■ THE PROBLEM ■
Pick out and copy every line in the lines below that contains the word "crochet".

■ MATERIALS PROVIDED ■
----

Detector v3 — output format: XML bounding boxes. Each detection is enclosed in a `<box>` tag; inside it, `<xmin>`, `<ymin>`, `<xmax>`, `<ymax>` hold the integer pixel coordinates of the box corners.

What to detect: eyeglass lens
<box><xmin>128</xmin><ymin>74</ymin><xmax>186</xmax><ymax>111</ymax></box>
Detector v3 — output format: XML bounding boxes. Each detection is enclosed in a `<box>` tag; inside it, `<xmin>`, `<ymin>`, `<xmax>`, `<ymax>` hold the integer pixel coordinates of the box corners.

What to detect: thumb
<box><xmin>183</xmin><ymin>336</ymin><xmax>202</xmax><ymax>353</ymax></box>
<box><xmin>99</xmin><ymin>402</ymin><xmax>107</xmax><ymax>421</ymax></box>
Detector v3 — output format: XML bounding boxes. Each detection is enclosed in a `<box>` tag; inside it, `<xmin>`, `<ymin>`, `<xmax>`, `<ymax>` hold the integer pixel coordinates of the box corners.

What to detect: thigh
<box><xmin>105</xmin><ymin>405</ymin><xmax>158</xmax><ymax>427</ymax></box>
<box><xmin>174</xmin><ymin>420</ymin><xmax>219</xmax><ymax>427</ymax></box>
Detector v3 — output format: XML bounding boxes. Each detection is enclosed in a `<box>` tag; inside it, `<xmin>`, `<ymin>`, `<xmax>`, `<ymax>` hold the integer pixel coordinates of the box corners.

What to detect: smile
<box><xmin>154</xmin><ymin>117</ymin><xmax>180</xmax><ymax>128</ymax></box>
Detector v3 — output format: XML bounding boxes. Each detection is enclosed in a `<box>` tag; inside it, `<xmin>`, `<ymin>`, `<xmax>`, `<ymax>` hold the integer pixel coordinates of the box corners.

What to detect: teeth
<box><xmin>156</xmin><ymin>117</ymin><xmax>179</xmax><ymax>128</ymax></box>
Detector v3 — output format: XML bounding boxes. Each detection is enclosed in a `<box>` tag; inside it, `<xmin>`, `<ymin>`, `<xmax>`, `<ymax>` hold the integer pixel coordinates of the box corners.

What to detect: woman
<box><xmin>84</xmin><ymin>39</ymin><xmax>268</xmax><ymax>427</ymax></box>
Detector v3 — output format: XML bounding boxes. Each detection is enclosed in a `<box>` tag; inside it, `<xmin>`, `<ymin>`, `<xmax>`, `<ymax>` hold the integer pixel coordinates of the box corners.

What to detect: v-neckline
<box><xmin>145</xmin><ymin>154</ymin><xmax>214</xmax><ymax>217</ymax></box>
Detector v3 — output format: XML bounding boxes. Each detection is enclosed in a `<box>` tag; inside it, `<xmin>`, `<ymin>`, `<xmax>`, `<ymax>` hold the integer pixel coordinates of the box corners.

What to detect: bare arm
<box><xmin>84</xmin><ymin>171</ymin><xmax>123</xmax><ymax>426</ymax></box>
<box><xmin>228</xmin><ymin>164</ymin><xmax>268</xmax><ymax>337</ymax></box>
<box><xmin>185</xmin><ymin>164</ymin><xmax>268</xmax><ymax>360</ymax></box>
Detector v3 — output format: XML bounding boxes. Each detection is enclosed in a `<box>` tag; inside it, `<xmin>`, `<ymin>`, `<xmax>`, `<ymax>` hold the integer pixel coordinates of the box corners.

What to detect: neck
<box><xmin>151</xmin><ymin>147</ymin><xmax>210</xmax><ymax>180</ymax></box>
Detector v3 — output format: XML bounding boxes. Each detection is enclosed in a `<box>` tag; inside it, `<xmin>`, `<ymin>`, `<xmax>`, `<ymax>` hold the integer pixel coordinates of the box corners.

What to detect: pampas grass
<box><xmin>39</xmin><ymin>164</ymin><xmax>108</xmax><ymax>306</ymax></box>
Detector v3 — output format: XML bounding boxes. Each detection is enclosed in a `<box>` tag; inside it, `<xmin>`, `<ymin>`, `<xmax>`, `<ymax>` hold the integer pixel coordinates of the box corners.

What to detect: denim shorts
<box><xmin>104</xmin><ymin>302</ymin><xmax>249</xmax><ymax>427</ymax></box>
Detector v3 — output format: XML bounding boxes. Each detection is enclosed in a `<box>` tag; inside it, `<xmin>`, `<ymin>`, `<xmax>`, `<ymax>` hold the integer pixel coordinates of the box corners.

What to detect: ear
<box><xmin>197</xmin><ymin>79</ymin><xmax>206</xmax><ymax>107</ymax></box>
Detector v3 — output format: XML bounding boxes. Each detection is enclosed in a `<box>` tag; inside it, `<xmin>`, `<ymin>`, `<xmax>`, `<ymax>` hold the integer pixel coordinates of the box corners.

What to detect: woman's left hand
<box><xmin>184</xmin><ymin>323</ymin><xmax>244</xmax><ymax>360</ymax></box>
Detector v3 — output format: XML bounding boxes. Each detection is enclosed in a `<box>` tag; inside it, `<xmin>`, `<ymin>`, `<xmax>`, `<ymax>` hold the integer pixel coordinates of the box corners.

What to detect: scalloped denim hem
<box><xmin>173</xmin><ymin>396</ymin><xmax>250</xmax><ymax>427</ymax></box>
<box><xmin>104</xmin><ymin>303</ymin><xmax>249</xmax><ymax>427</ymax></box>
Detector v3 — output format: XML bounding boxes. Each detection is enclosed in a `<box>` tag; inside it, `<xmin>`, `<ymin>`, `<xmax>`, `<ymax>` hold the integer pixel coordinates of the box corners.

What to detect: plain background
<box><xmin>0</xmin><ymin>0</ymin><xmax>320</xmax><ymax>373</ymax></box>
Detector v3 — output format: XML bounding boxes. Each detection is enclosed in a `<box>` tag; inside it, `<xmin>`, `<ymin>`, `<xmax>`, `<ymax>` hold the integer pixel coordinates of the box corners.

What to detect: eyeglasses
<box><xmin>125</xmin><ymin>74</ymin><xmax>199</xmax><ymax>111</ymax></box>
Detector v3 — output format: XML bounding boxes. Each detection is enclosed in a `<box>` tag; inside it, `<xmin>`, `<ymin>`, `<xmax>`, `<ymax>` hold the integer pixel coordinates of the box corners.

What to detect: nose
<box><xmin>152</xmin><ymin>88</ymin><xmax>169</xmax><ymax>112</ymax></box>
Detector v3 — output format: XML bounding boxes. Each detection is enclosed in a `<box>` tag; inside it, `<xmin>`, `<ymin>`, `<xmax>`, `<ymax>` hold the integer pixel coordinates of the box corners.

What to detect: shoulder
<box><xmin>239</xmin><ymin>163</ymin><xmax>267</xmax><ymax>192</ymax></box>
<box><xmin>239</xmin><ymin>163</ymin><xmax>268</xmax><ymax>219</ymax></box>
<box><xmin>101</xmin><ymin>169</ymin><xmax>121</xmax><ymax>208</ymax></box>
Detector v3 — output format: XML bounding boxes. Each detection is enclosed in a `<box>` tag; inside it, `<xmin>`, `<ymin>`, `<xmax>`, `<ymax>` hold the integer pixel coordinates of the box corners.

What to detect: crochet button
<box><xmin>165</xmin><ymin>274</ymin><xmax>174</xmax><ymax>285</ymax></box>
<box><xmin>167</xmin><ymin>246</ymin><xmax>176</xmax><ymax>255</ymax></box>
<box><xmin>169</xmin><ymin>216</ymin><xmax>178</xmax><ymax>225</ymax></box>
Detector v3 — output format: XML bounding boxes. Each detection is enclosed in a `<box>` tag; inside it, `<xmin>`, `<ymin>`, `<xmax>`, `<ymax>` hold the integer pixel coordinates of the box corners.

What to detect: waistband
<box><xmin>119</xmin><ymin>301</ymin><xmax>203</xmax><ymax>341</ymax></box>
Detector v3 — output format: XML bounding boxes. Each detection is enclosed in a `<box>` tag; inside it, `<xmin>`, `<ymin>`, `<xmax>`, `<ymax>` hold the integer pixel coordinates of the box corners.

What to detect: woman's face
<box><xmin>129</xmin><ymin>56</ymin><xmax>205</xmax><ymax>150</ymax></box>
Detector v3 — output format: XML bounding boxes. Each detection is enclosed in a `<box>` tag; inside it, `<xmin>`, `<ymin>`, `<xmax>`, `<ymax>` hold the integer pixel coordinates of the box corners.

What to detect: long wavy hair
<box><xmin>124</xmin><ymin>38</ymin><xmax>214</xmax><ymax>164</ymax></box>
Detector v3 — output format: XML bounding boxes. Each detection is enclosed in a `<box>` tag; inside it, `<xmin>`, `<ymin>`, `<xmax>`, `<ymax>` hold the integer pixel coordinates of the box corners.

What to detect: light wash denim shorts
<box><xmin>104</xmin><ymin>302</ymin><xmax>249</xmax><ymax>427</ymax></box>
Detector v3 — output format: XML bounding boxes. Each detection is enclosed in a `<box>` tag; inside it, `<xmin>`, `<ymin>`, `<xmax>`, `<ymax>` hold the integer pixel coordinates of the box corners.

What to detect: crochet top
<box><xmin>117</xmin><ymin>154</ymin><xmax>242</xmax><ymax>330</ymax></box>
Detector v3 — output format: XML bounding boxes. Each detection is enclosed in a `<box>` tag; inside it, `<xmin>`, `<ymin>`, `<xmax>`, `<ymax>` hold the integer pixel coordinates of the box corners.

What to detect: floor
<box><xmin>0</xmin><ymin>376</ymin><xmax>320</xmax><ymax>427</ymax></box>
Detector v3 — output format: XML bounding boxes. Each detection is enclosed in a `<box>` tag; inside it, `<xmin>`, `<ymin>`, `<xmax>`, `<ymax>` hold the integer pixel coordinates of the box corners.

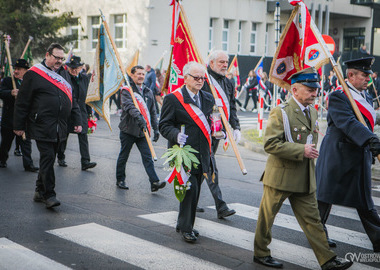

----

■ RESPONSE TO THE EXERCISE ■
What to detect: crochet button
What to detect: crochet top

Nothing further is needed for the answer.